• Task objective
Quote all entries exactly, leaving pictures aside.

** START Exercise materials **

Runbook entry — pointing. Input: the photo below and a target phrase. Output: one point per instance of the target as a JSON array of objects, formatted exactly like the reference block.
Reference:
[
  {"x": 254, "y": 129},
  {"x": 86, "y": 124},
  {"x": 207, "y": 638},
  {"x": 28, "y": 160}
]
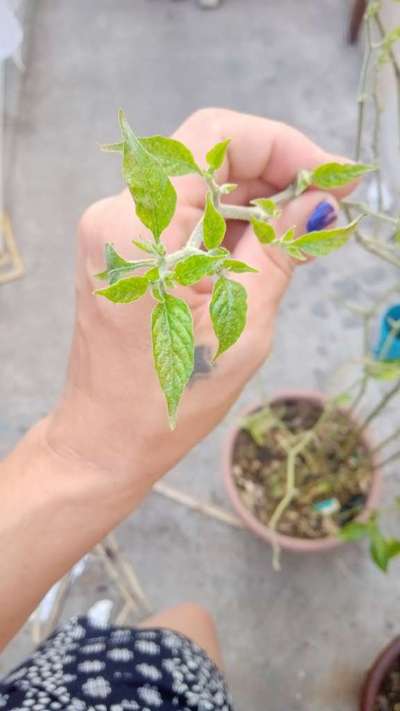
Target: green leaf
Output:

** END Exercise materials **

• Correct answer
Runbook entry — pointing. Input: the photo below and a target phrase. Output: one point per instance of the target as a JSON array of objects, formatted exactly like the reference block.
Reference:
[
  {"x": 254, "y": 129},
  {"x": 86, "y": 124},
  {"x": 207, "y": 638},
  {"x": 28, "y": 160}
]
Target: green leaf
Output:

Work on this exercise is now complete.